[Point localization data]
--- START ---

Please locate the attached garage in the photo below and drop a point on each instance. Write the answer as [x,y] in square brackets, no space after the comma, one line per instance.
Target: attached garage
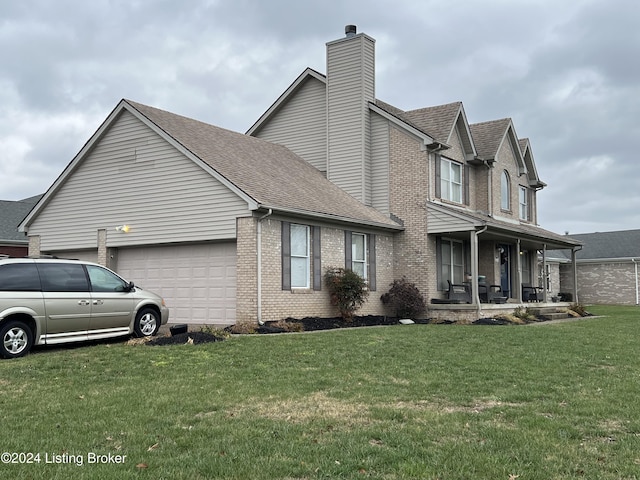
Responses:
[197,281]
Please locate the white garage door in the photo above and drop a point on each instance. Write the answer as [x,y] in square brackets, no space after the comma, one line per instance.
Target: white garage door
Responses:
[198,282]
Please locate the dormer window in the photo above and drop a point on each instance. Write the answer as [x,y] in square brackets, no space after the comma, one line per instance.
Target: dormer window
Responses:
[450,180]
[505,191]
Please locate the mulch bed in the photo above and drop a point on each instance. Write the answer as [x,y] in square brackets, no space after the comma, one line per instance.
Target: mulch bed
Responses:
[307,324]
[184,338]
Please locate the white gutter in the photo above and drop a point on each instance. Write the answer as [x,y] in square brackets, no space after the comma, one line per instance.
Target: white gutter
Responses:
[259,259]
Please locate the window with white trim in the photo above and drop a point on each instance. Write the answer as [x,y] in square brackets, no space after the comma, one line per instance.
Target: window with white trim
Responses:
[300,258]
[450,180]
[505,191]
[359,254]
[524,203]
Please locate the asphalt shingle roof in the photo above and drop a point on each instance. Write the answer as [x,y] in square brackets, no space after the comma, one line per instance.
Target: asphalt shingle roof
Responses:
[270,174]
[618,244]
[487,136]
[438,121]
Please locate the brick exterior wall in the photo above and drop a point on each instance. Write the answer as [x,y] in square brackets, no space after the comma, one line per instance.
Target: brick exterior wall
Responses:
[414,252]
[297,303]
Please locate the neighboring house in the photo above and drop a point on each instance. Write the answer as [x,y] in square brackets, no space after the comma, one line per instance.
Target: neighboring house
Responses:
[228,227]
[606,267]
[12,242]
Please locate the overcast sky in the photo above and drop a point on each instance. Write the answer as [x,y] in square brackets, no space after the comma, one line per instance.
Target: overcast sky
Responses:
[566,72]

--- END ---
--- START ---

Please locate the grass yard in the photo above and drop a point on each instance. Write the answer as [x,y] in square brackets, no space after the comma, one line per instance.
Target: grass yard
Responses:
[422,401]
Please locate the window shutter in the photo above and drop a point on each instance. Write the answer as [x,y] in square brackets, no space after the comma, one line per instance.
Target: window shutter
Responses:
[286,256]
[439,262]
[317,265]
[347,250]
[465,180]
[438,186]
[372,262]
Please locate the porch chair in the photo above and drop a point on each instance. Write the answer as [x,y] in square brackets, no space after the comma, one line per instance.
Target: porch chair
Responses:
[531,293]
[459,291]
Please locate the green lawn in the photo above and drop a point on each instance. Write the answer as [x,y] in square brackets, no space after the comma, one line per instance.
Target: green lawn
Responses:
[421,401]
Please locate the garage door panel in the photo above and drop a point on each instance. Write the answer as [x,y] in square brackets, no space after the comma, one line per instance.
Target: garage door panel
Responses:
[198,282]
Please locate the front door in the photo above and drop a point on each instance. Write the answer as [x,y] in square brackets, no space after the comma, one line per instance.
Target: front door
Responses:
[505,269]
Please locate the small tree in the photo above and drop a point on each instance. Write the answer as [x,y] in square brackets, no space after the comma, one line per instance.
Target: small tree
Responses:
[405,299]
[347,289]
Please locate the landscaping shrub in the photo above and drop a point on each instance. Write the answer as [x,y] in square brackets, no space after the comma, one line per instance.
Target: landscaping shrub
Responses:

--- END ---
--- START ---

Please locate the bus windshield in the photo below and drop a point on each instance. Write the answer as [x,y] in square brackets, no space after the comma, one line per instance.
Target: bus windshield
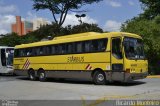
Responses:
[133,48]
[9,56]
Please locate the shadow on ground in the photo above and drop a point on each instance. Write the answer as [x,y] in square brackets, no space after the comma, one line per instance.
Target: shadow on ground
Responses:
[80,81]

--- END ---

◆ **YOUR INSTRUCTIONS**:
Once a line of the records is found to contain "door", copy it out.

◆ **YOUR RESPONSE**:
Please locate the white garage door in the photo above and drop a point on each instance. Write the answer as [x,y] in square brackets, no space after the comma, one line per instance.
Target: white garage door
Please locate the garage door panel in the photo above and drop a point on each instance. Write the answer as [x,y] in square brackets, no space after the comma, one line per instance.
Target: garage door panel
Please locate the front door in the photo above and drop a point on each instance. Write the answer as [x,y] in square brackets, no space after the comma, one line per instance.
Target: front door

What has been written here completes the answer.